Objective
Render every line of the items below as a JSON list of strings, one string per line, leaving out blank lines and the pictures.

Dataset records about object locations
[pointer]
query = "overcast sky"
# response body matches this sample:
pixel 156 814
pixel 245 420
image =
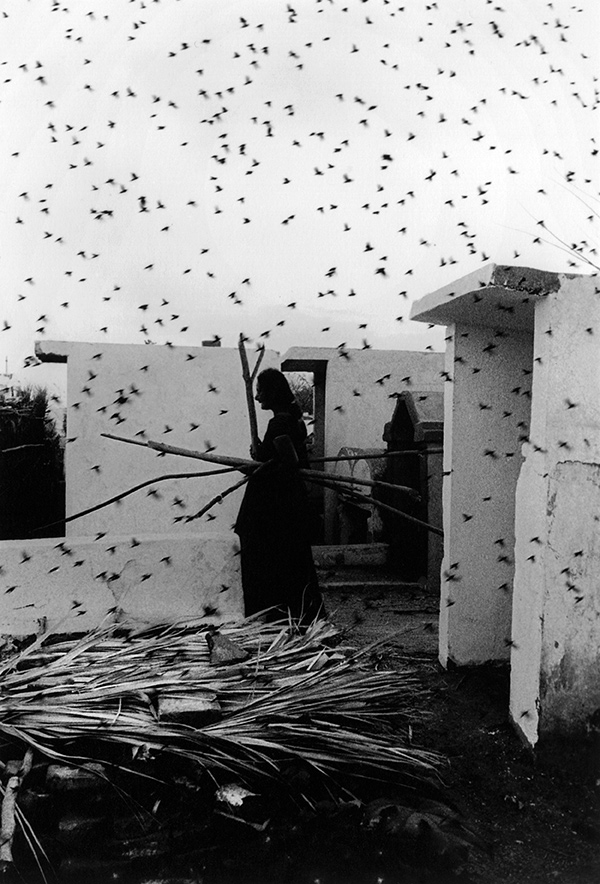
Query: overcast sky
pixel 301 172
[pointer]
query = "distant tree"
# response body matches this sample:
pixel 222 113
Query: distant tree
pixel 32 492
pixel 302 385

Finished exercise
[
  "[pointer]",
  "query = \"overcast sky\"",
  "# response body matches this sample:",
  "pixel 156 814",
  "pixel 245 420",
  "image =",
  "Query: overcast sky",
  "pixel 301 172",
  "[pointer]",
  "query = \"distant tree\"",
  "# response body matches this sample:",
  "pixel 222 113",
  "Query: distant tree",
  "pixel 32 492",
  "pixel 302 385"
]